КОРОТКОЕ УПРАЖНЕНИЕ 1:
Посчитайте строки записей, в которых встречается слово «every», с учетом регистра. В ответе укажите только число.

ФРАГМЕНТ ДОКУМЕНТА:
Некоторые действия правосудия, совершенные Иоанном в сие время, без сомнения также питали надежду добрых. Объявив неприятелей великодушного иерарха Филиппа наглыми клеветниками, он заточил Соловецкого Игумена, лукавого Паисия на дикий остров Валаам; бессовестного Филофея, Епископа Рязанского, лишил Святительства; чиновника Стефана Кобылина, жестокого, Грубого пристава Филиппова, сослал в монастырь Каменного острова, и многих иных пособников зла с гневом удалил от лица своего, к утешению народа, который в их бедствии видел доказательство, что Бог не предал России в жертву слепому случаю; что есть Всевышний Мститель, закон и правда Небесная!

КОРОТКОЕ УПРАЖНЕНИЕ 2:
Куда, согласно фрагменту документа, Иоанн заточил Соловецкого игумена Паисия?

Элементы разметки для сегментации:
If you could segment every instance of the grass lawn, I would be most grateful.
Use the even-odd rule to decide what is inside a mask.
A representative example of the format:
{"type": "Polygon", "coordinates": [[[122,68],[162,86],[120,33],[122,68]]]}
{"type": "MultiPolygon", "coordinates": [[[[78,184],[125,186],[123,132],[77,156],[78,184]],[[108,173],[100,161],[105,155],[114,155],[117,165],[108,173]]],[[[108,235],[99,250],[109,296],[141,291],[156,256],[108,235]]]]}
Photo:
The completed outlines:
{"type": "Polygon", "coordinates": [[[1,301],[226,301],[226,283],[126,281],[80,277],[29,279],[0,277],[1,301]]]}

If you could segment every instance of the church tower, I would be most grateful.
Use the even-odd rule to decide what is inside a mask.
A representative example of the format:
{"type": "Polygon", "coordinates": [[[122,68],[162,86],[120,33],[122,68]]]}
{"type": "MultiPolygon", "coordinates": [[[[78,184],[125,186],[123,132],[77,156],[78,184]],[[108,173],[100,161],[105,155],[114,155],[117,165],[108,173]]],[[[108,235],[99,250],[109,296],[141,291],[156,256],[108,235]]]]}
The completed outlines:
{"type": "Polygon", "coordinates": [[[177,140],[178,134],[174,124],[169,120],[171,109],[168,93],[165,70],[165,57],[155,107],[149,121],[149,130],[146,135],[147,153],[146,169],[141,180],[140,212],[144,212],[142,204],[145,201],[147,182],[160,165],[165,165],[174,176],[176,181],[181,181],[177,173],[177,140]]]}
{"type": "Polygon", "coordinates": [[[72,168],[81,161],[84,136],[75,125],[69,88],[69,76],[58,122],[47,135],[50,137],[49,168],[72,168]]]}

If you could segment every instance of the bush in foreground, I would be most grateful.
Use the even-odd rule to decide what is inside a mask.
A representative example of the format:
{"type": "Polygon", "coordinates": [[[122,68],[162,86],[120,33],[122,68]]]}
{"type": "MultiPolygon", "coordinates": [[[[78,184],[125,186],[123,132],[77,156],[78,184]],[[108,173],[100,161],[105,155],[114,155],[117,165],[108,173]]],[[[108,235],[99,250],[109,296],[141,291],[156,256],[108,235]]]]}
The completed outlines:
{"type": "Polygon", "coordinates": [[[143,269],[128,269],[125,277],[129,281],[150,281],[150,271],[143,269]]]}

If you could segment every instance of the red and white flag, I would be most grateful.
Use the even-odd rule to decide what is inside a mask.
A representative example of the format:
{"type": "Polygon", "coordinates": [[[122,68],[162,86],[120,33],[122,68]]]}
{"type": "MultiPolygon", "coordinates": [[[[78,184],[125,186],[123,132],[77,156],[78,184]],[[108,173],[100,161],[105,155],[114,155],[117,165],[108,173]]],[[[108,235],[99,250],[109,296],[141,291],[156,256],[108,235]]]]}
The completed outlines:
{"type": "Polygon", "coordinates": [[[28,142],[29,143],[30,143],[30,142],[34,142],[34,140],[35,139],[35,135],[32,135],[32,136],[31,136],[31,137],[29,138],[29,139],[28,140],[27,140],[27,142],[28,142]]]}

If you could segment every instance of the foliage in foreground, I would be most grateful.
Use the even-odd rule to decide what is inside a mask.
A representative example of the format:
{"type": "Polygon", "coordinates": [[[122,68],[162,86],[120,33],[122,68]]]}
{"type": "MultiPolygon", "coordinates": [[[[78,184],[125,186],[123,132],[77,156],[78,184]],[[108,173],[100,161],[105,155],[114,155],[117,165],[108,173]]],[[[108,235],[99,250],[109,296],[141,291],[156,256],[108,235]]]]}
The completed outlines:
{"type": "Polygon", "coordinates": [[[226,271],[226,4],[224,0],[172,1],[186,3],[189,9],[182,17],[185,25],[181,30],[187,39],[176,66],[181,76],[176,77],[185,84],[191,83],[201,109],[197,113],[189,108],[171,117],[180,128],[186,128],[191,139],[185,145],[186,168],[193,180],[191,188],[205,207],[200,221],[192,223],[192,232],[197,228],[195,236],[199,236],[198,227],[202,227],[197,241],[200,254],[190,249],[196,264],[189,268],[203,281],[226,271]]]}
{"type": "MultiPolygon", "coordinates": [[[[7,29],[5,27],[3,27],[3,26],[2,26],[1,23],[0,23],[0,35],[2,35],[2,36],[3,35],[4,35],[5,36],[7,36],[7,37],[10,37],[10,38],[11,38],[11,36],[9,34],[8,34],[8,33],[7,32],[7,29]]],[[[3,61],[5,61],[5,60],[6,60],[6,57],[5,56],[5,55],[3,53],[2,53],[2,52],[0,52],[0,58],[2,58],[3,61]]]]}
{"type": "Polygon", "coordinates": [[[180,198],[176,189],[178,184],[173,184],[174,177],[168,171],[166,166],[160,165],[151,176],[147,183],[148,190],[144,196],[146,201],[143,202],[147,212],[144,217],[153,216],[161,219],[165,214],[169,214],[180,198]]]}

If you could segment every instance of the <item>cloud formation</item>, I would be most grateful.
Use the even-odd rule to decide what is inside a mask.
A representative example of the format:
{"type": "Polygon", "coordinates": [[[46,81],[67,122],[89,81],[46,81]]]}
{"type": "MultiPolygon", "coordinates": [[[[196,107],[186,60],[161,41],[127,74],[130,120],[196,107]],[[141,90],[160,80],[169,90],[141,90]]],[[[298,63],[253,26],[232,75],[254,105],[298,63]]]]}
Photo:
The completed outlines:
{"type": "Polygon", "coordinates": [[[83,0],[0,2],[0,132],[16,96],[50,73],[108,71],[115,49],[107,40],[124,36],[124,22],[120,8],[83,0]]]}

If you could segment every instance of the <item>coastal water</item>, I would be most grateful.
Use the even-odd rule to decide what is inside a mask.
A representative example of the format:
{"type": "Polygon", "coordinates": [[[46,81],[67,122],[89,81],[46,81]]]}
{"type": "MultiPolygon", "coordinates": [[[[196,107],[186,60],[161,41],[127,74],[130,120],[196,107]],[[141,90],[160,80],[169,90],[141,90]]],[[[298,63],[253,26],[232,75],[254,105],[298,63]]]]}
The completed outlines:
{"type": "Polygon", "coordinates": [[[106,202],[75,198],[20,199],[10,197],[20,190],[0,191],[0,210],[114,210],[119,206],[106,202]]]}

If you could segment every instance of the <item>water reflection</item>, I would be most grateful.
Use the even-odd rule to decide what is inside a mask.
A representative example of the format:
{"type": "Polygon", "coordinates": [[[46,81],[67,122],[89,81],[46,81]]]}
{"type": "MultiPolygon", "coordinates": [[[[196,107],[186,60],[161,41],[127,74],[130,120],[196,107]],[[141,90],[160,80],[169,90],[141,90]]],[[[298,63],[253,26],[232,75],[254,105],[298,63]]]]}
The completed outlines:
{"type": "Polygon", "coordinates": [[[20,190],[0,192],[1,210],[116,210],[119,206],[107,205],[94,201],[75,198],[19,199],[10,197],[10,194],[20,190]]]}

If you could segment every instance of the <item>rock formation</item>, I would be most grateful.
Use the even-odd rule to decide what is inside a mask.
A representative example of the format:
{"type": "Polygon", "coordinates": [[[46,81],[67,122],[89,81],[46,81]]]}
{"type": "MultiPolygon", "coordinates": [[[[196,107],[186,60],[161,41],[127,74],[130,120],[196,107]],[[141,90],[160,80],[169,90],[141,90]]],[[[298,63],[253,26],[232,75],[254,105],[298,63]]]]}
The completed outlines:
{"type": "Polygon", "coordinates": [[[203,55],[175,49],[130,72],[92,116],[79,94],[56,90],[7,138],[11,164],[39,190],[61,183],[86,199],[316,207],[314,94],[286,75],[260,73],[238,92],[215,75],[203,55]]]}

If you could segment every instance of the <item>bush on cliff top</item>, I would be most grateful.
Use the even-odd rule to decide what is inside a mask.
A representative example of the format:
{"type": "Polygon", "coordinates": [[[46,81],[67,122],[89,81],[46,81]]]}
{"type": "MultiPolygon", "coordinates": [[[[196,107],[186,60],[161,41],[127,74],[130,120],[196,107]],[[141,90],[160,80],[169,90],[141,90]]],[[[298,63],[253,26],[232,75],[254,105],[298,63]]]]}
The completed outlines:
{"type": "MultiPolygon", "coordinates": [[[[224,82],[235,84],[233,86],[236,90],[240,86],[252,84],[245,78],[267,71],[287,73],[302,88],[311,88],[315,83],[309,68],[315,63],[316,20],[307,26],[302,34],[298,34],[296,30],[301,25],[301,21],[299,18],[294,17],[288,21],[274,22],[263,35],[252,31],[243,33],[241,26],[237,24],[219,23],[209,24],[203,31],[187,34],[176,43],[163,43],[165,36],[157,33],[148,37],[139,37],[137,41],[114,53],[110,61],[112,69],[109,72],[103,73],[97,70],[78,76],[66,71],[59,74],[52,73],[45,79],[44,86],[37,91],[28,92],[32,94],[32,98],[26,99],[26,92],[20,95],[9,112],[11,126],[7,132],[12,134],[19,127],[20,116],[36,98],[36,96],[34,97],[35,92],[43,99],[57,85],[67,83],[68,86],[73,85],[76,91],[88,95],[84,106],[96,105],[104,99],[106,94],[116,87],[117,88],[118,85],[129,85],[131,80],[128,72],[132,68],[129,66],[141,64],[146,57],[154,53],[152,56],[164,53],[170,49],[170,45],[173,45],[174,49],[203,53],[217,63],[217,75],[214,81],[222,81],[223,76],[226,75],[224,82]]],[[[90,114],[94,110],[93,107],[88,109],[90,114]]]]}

ОТВЕТ 1:
10

ОТВЕТ 2:
На дикий остров Валаам.